■ Brief
Update every record below by replacing "windshield" with "windscreen", leaving all other text unchanged. Omit the pictures from your answer.

[Rows from a dataset]
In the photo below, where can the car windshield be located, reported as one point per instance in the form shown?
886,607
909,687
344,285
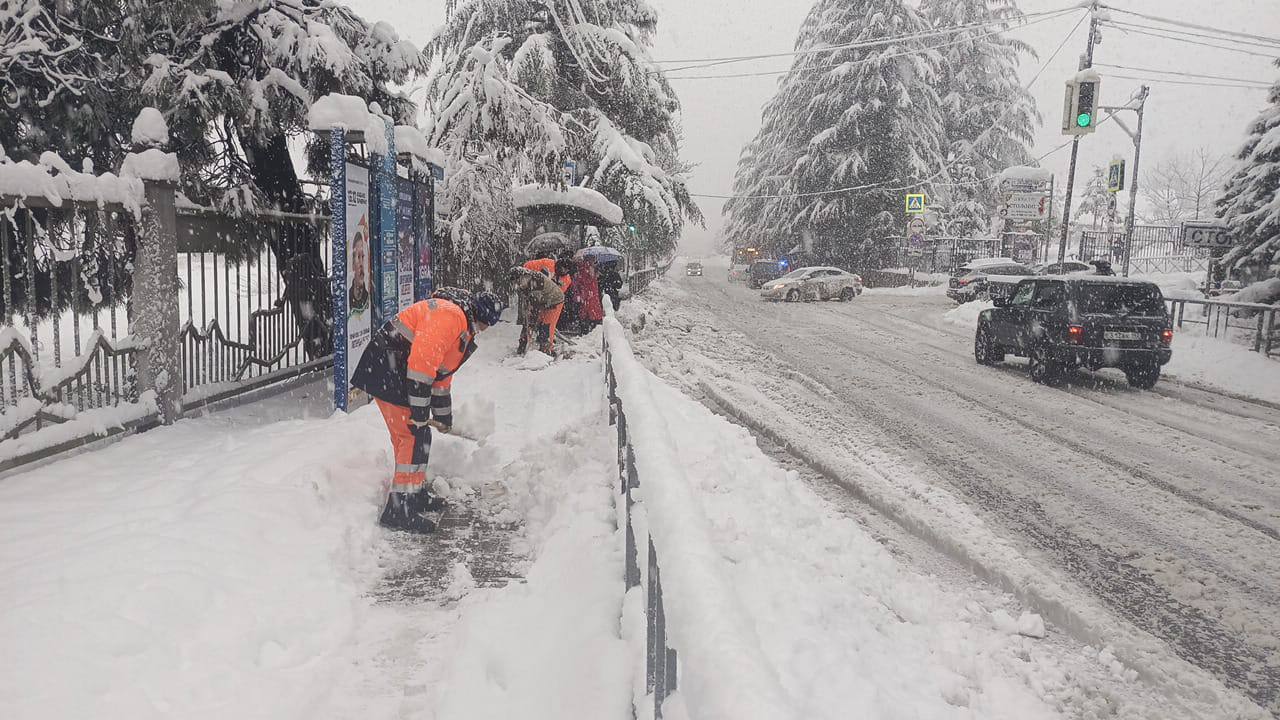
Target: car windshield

■ Solution to this task
In the photo below, where can the car windscreen be located, reported as one point per instance in the form shown?
886,607
909,687
344,285
Target: car windscreen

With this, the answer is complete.